↓↓↓

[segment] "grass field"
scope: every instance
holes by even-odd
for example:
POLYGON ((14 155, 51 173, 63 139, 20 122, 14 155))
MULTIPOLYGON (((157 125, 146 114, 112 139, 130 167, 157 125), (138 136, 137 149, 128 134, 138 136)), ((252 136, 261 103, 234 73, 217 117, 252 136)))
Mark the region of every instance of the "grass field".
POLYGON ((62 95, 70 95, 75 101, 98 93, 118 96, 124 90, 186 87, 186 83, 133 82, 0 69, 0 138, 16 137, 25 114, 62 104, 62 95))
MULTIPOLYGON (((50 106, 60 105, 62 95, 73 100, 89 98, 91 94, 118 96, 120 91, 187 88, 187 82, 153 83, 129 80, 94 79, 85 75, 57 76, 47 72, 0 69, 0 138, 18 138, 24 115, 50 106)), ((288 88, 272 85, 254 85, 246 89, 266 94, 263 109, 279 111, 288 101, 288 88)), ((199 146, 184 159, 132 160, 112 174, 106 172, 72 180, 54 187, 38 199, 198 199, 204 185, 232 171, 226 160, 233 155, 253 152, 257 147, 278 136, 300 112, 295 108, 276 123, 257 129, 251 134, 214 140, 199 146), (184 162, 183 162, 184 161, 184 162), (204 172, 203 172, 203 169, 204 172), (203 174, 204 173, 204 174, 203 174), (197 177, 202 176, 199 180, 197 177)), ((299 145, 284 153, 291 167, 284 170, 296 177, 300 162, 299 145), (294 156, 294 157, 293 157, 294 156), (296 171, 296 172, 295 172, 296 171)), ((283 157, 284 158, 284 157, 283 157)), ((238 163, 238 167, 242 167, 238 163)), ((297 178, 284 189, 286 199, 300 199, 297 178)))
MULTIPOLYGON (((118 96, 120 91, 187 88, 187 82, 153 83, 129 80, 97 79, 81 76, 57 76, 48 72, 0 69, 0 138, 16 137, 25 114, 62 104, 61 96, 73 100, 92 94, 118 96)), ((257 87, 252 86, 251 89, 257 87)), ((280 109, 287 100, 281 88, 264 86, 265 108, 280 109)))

↑↑↑

Only the lines above from the one with "POLYGON ((14 155, 51" up to and including the one with "MULTIPOLYGON (((157 125, 146" should be repeated, exactly as written.

Problem solution:
POLYGON ((14 155, 51 173, 63 139, 20 122, 14 155))
MULTIPOLYGON (((157 125, 146 114, 112 139, 130 167, 157 125), (138 136, 137 149, 128 134, 138 136)), ((252 136, 261 103, 234 73, 217 117, 252 136)))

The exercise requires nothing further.